TO BE DONE: Format each line of the listing below as one string in a JSON list, omitting any blank lines.

RECORDED INFORMATION:

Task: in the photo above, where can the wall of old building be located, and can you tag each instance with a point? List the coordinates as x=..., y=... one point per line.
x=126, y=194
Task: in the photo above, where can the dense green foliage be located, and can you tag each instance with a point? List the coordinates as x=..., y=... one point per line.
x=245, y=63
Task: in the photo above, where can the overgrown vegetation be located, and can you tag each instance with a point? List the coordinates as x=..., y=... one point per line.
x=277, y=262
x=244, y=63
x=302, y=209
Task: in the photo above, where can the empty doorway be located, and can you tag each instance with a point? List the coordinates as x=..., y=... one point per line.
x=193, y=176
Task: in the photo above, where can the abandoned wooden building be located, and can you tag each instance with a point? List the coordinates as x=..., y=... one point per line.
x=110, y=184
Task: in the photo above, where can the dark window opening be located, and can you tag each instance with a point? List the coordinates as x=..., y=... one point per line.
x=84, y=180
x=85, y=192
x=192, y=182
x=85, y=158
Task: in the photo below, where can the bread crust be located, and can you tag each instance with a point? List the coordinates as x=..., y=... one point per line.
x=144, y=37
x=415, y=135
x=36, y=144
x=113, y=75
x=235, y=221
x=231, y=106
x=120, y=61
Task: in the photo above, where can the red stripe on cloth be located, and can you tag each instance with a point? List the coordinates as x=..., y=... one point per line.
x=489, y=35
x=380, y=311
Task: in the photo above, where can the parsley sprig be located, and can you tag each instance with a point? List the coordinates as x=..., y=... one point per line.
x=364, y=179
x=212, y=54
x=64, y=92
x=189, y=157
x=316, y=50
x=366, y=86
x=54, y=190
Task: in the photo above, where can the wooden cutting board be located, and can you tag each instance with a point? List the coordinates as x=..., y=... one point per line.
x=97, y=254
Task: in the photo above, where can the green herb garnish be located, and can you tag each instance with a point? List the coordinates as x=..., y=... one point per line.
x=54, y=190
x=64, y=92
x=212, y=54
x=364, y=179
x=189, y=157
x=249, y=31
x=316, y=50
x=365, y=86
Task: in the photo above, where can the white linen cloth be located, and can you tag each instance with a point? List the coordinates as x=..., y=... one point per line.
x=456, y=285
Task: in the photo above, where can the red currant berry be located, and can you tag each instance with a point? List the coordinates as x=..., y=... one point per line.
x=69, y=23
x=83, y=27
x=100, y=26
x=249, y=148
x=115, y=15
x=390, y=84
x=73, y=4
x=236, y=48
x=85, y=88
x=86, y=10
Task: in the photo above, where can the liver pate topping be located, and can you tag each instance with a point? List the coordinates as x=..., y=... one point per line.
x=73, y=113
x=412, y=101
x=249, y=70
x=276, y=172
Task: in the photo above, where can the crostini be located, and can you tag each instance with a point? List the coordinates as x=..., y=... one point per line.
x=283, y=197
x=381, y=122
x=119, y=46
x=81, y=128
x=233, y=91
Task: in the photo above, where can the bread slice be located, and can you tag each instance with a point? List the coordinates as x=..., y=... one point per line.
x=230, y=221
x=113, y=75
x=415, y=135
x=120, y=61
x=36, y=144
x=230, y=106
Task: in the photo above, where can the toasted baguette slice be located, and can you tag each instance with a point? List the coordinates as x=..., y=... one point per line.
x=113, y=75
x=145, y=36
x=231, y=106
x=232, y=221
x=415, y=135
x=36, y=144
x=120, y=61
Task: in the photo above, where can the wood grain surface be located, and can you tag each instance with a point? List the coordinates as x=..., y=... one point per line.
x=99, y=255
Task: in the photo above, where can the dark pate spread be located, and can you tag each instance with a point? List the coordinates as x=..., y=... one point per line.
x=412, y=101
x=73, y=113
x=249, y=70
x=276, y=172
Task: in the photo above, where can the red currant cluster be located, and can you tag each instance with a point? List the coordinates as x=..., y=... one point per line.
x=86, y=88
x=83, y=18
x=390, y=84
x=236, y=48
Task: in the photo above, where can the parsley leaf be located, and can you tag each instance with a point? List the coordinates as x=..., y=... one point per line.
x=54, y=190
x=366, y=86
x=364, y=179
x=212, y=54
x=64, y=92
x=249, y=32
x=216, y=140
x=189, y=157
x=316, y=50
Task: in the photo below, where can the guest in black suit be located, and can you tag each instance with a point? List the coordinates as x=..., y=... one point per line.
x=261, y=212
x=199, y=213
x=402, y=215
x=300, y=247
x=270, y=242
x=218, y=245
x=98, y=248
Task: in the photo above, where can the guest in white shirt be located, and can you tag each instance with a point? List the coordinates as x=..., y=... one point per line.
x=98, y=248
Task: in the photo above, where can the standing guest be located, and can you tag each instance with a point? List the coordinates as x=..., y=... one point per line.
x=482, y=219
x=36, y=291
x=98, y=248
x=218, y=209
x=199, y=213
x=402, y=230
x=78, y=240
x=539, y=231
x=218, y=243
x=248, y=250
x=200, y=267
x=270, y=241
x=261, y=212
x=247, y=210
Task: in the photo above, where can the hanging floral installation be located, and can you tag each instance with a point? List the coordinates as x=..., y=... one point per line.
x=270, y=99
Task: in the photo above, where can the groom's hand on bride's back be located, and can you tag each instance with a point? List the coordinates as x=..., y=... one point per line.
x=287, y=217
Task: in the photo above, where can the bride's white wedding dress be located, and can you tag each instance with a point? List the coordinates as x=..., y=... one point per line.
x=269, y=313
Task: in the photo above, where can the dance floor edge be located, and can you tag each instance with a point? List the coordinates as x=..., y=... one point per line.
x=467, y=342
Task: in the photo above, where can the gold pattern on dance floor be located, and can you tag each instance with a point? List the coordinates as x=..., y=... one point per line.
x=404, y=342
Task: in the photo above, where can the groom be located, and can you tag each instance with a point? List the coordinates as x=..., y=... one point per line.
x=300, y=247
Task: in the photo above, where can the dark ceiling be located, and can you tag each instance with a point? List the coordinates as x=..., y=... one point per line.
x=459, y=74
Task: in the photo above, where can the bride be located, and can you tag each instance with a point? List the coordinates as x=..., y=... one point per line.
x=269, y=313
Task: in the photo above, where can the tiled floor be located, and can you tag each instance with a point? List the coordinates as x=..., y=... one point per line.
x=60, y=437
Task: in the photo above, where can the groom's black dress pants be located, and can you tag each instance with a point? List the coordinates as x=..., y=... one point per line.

TASK OUTPUT:
[
  "Task: in the photo above, where can the wall of old building be located, and can you tag each instance with a point? List the coordinates as x=..., y=... one point per line.",
  "x=126, y=194",
  "Task: in the photo above, where can the dense green foliage be located, and can you tag each instance with a point? List the coordinates as x=..., y=... one point per line.",
  "x=245, y=63",
  "Task: in the photo above, where can the overgrown vegetation be located, and can you tag each instance with a point? List the coordinates as x=..., y=... one point per line.",
  "x=277, y=262",
  "x=244, y=63",
  "x=302, y=209",
  "Task: in the photo above, where can the empty doorway be located, and can you tag each instance with a point? List the coordinates as x=..., y=... one point per line.",
  "x=193, y=176",
  "Task: in the photo above, where can the abandoned wooden building be located, and can you tag each instance with a point? List the coordinates as x=..., y=... one point per line.",
  "x=110, y=184",
  "Task: in the photo above, where can the dark window opening be located, and can you tag each instance with a point? List the coordinates as x=..., y=... one point per line.",
  "x=84, y=180",
  "x=85, y=192",
  "x=192, y=182",
  "x=85, y=158",
  "Task: in the photo below, where can the bread crust be located, and can you tag each instance with a point? List the coordinates as x=..., y=... one point per line.",
  "x=144, y=37",
  "x=415, y=135",
  "x=36, y=144",
  "x=113, y=75",
  "x=235, y=221",
  "x=231, y=106",
  "x=120, y=61",
  "Task: in the photo above, where can the red stripe on cloth be located, and can you tag each instance with a point? List the coordinates as x=..., y=... one point per line.",
  "x=489, y=35",
  "x=380, y=311",
  "Task: in the photo above, where can the parsley sprig be located, and can you tag each instance with a point? List the coordinates as x=..., y=... one point per line.",
  "x=364, y=179",
  "x=212, y=54",
  "x=64, y=92",
  "x=189, y=157",
  "x=316, y=50",
  "x=366, y=86",
  "x=54, y=190",
  "Task: in the photo above, where can the wooden cutting board be located, and can you tag each instance with a point? List the coordinates as x=..., y=... one point per line.",
  "x=97, y=254",
  "Task: in the photo above, where can the green herb garnish be located, and can you tag each instance with a point? List the coordinates as x=..., y=... one point per line.",
  "x=54, y=190",
  "x=64, y=92",
  "x=212, y=54",
  "x=364, y=179",
  "x=189, y=157",
  "x=249, y=31",
  "x=316, y=50",
  "x=365, y=86",
  "Task: in the photo above, where can the white linen cloth be located, and can you tag each instance with a point? List the coordinates as x=..., y=... one point per line.",
  "x=456, y=285",
  "Task: in the photo above, where can the red currant berry be located, and can you tag each instance with a point? List the coordinates as x=..., y=... one point per line.",
  "x=69, y=23",
  "x=83, y=27",
  "x=100, y=26",
  "x=249, y=148",
  "x=115, y=15",
  "x=390, y=84",
  "x=73, y=4",
  "x=236, y=48",
  "x=85, y=88",
  "x=86, y=10",
  "Task: in the photo above, where can the liver pate topping be located, and can you tag each instance with a point? List the coordinates as x=..., y=... one point per line.",
  "x=73, y=113",
  "x=412, y=101",
  "x=249, y=70",
  "x=276, y=172",
  "Task: in the photo above, where can the crostini be located, and can you tag each instance with a point? List the coordinates as x=..., y=... one point per line.",
  "x=283, y=197",
  "x=381, y=122",
  "x=119, y=46",
  "x=81, y=128",
  "x=233, y=91",
  "Task: in the photo above, where can the bread slice be located, and can you tag each instance with a point? List the coordinates as x=..., y=... one point per line.",
  "x=230, y=221",
  "x=113, y=75",
  "x=415, y=135",
  "x=120, y=61",
  "x=36, y=144",
  "x=230, y=106",
  "Task: in the photo above, where can the toasted baguette slice be located, and can you tag each instance with a point? List the coordinates as x=..., y=... one point per line.",
  "x=113, y=75",
  "x=145, y=36",
  "x=231, y=106",
  "x=232, y=221",
  "x=415, y=135",
  "x=36, y=144",
  "x=120, y=61",
  "Task: in the photo above, where can the wood grain surface be located, and can you tag each instance with a point? List the coordinates as x=..., y=... one point per line.",
  "x=99, y=255",
  "Task: in the photo above, where can the dark pate spread be located, and can you tag each instance with a point? List the coordinates as x=..., y=... one point per line.",
  "x=412, y=101",
  "x=73, y=113",
  "x=249, y=70",
  "x=276, y=172",
  "Task: in the photo above, where can the red currant cluster be located, and can you tag each instance with a point? List the coordinates as x=..., y=... one point per line.",
  "x=86, y=88",
  "x=83, y=18",
  "x=390, y=84",
  "x=236, y=48",
  "Task: in the photo above, where can the parsley leaf be located, and can you tag each instance with a point? List the coordinates as x=..., y=... one point per line.",
  "x=54, y=190",
  "x=366, y=86",
  "x=364, y=179",
  "x=212, y=54",
  "x=64, y=92",
  "x=249, y=32",
  "x=216, y=140",
  "x=189, y=157",
  "x=316, y=50",
  "Task: in the photo below, where can the guest in black suit be located, and can you tag each instance with a point? List the coordinates as x=..., y=... one point per line.",
  "x=261, y=212",
  "x=199, y=213",
  "x=402, y=215",
  "x=300, y=247",
  "x=270, y=242",
  "x=218, y=245",
  "x=98, y=248",
  "Task: in the photo above, where can the guest in white shirt be located, and can you tag each instance with a point? List the coordinates as x=..., y=... one point per line.",
  "x=98, y=248",
  "Task: in the photo above, where can the standing guest be located, and can you tag each instance with a point? List the coordinates as x=..., y=... one point per line.",
  "x=482, y=219",
  "x=36, y=291",
  "x=98, y=248",
  "x=218, y=209",
  "x=199, y=213",
  "x=402, y=230",
  "x=78, y=240",
  "x=539, y=231",
  "x=218, y=243",
  "x=248, y=250",
  "x=200, y=267",
  "x=270, y=241",
  "x=261, y=212",
  "x=247, y=210",
  "Task: in the photo above, where can the hanging floral installation be located, and can you tag each instance with a point? List the coordinates as x=..., y=... one point per line.",
  "x=270, y=99",
  "Task: in the photo above, where can the groom's hand on bride's back be located, and can you tag each instance with a point? List the coordinates as x=..., y=... one point per line.",
  "x=287, y=217",
  "Task: in the photo above, where can the bride's white wedding dress be located, and can you tag each instance with a point? List the coordinates as x=..., y=... one point per line.",
  "x=269, y=313",
  "Task: in the photo above, where can the dance floor edge be located, and can you tag each instance with a point? List the coordinates as x=..., y=... one point per line.",
  "x=467, y=342",
  "Task: in the photo above, where can the gold pattern on dance floor be located, and can you tag each instance with a point? List the coordinates as x=..., y=... one point per line.",
  "x=404, y=342",
  "Task: in the photo above, where can the groom be located, and can you tag each instance with a point? List the coordinates as x=..., y=... one point per line.",
  "x=300, y=247",
  "Task: in the photo above, where can the dark ceiling be located, and can you tag each instance with a point? List the coordinates as x=..., y=... one point per line.",
  "x=459, y=74",
  "Task: in the photo above, where can the bride be located, and can you tag each instance with a point? List the coordinates as x=..., y=... one point per line.",
  "x=269, y=313",
  "Task: in the photo above, where can the tiled floor be located, and can you tag each instance with a point? List the coordinates as x=..., y=... one point per line.",
  "x=60, y=437",
  "Task: in the photo above, where can the groom's black dress pants be located, and can you tag each instance with a point? List the coordinates as x=..., y=... one point per line."
]